REQUIRED WORK:
Here are some records; return them all exactly.

····················

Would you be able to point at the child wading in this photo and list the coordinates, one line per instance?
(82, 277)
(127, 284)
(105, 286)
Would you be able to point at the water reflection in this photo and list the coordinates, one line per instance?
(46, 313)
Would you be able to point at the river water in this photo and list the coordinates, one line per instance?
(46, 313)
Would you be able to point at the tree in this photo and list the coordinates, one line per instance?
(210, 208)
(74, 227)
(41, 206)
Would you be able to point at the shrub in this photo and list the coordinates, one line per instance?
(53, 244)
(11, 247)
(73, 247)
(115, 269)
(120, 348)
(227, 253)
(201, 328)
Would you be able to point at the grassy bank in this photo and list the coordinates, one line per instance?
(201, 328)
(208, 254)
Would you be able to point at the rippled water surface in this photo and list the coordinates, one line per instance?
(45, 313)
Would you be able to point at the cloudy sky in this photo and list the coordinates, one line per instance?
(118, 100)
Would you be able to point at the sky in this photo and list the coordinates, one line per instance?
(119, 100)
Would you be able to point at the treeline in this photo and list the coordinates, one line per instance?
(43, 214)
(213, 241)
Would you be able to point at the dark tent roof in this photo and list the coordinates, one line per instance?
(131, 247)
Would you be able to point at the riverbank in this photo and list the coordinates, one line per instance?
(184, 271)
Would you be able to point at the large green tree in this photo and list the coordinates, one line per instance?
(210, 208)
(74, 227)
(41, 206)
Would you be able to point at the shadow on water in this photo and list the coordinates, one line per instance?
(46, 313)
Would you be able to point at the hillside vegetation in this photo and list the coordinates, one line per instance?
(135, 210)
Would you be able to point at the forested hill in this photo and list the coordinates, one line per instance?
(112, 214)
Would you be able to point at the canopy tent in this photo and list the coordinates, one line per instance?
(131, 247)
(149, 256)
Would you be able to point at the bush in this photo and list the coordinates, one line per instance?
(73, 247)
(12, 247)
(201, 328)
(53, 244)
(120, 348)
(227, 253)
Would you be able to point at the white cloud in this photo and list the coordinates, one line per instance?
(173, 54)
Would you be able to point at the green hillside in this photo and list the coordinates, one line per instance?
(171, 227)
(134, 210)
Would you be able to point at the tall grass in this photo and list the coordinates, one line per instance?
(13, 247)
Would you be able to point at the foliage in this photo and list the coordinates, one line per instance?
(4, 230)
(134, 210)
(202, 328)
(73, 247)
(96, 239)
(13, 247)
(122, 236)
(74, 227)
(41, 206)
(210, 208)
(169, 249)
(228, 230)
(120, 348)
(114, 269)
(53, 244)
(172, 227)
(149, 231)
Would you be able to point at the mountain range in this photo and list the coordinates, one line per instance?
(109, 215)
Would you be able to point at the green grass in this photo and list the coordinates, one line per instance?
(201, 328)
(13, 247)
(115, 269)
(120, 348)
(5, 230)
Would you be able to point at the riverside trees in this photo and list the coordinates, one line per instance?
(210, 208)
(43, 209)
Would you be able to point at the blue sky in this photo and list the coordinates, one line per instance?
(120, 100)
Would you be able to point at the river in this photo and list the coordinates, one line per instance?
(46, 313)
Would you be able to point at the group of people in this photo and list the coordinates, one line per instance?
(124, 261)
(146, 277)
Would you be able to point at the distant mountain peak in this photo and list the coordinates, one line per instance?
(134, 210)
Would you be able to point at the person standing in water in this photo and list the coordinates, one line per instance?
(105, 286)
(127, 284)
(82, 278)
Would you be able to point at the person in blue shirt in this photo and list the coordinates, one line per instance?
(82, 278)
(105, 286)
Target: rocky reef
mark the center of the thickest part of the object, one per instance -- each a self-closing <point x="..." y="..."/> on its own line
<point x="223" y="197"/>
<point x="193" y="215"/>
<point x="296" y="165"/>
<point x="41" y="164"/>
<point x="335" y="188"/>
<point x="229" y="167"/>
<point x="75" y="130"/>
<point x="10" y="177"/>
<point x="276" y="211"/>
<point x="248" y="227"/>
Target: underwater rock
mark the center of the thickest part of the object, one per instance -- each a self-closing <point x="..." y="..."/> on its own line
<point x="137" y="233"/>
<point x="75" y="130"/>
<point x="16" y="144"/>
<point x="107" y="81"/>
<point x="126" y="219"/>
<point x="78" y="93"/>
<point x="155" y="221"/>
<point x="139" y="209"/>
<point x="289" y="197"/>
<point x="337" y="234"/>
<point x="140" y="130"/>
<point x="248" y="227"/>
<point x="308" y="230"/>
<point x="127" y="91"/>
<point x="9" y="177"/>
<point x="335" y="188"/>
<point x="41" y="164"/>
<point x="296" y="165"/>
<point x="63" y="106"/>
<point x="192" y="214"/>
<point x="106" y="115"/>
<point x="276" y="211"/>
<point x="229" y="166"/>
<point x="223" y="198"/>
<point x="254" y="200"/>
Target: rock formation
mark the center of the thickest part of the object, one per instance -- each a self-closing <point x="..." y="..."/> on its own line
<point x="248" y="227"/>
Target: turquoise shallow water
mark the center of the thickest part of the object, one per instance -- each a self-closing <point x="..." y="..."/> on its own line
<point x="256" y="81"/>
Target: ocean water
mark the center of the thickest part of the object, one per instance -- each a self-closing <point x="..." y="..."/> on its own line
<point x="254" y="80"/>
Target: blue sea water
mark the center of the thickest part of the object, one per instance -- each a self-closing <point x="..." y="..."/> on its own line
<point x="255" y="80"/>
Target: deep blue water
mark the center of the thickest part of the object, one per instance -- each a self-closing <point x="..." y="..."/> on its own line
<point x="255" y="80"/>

····················

ANSWER TO THE EXERCISE:
Would you be able to point at the child wading in this photo and list the coordinates, one line per instance?
(82, 277)
(127, 284)
(105, 286)
Would you be able to point at the water reflection in this photo and list the coordinates, one line per instance?
(46, 313)
Would you be able to point at the river water in this photo and list the coordinates, one line per instance?
(46, 313)
Would you be able to point at the tree in this photo and list the coordinates, one line per instance?
(210, 208)
(74, 227)
(41, 206)
Would you be able to point at the shrub in this photo and list the coordinates, one line per instance?
(53, 244)
(11, 247)
(73, 247)
(115, 269)
(120, 348)
(227, 253)
(201, 328)
Would you be able to point at the grassy bank in this photo and list the coordinates, one line per instance?
(201, 328)
(208, 254)
Would you be able to point at the rippled water surface in this photo and list the coordinates, one line per instance?
(45, 313)
Would you be able to point at the cloudy sky in this photo and list the coordinates, one line per instance?
(118, 100)
Would you be able to point at the sky in this photo and list the coordinates, one line per instance?
(119, 100)
Would you be able to point at the treeline in this photo and list the coordinates, one line per instance?
(43, 214)
(213, 241)
Would you be able to point at the dark tent roof in this photo and list the coordinates, one line per instance?
(131, 247)
Would you be able to point at the riverbank in this photo and list the coordinates, one line per instance?
(184, 271)
Would you be able to point at the large green tree in this photo and list the coordinates, one line per instance?
(210, 208)
(74, 227)
(41, 206)
Would you be able to point at the shadow on water in this photo and list the coordinates, one line per instance?
(46, 313)
Would you be able to point at the hillside vegetation in this photo and list the coordinates, one line per instance?
(135, 210)
Would you be able to point at the forested hill in this photo and list the coordinates, one line per instance?
(112, 214)
Would you be able to point at the canopy tent in this photo and list the coordinates, one line per instance?
(131, 247)
(149, 256)
Would you be able to point at the bush in this photo and list the coordinates, one line per instance?
(73, 247)
(12, 247)
(201, 328)
(53, 244)
(120, 348)
(227, 253)
Would you be able to point at the white cloud in this photo and list the coordinates, one line per instance?
(173, 54)
Would you be able to point at the green hillside in this photo and list the coordinates, one line per instance?
(171, 227)
(134, 210)
Would you be able to point at the tall grass in this photo and list the coordinates, one line per instance?
(13, 247)
Would you be able to point at the foliage in this photo and list the coordinates, one line per instance?
(4, 230)
(134, 210)
(202, 328)
(73, 247)
(96, 239)
(13, 247)
(122, 236)
(74, 227)
(41, 206)
(210, 208)
(169, 249)
(228, 230)
(120, 348)
(114, 269)
(53, 244)
(172, 227)
(149, 231)
Would you be able to point at the mountain range in this photo and list the coordinates, one line per instance?
(109, 215)
Would you be able to point at the green grass in this photo and list the coordinates, one line per instance?
(201, 328)
(13, 247)
(115, 269)
(120, 348)
(5, 230)
Would you be able to point at the riverside trees in this photo and list the coordinates, one line per instance?
(210, 208)
(43, 209)
Would you be able to point at the blue sky in this photo and list the coordinates, one line per instance?
(120, 100)
Would you be able to point at the river in this photo and list the coordinates, one line per instance?
(46, 313)
Would you be able to point at the group of people in this photo and list the coordinates, one line per instance?
(124, 261)
(146, 277)
Would you be able to point at the distant mountain peak in this photo and list the coordinates, one line per instance?
(134, 210)
Would you be able to point at the person standing in water in this photo and list the coordinates, one line per instance?
(105, 286)
(127, 284)
(82, 278)
Would you be able to point at the person in blue shirt in this photo and list the coordinates, one line per instance?
(82, 278)
(105, 286)
Target: rocky reef
mark the center of the thickest part of the object, one per instance -- each a self-closing <point x="..." y="..."/> on its own line
<point x="223" y="197"/>
<point x="193" y="215"/>
<point x="296" y="165"/>
<point x="41" y="164"/>
<point x="335" y="188"/>
<point x="229" y="167"/>
<point x="75" y="130"/>
<point x="10" y="177"/>
<point x="276" y="211"/>
<point x="248" y="227"/>
Target: underwater rock
mark the center of the thickest part of the object, one per instance -- each a self-closing <point x="..." y="..."/> on its own line
<point x="137" y="233"/>
<point x="75" y="130"/>
<point x="16" y="144"/>
<point x="107" y="81"/>
<point x="126" y="219"/>
<point x="78" y="93"/>
<point x="155" y="221"/>
<point x="139" y="209"/>
<point x="289" y="197"/>
<point x="337" y="234"/>
<point x="140" y="130"/>
<point x="248" y="227"/>
<point x="308" y="230"/>
<point x="127" y="91"/>
<point x="9" y="177"/>
<point x="335" y="188"/>
<point x="41" y="164"/>
<point x="296" y="165"/>
<point x="63" y="106"/>
<point x="192" y="214"/>
<point x="106" y="115"/>
<point x="276" y="211"/>
<point x="229" y="166"/>
<point x="223" y="198"/>
<point x="254" y="200"/>
Target: rock formation
mark the center of the thickest part of the object, one per instance -- each a self-closing <point x="..." y="..."/> on its own line
<point x="248" y="227"/>
Target: turquoise shallow water
mark the center of the thickest part of the object, one per instance -- each a self-closing <point x="..." y="..."/> on its own line
<point x="256" y="81"/>
Target: ocean water
mark the center of the thickest part of the object, one per instance -- each a self-closing <point x="..." y="..."/> on its own line
<point x="254" y="80"/>
Target: blue sea water
mark the center of the thickest part of the object, one per instance -- each a self-closing <point x="..." y="..."/> on its own line
<point x="255" y="80"/>
Target: deep blue water
mark the center of the thickest part of the object, one per instance -- each a self-closing <point x="..." y="..."/> on its own line
<point x="255" y="80"/>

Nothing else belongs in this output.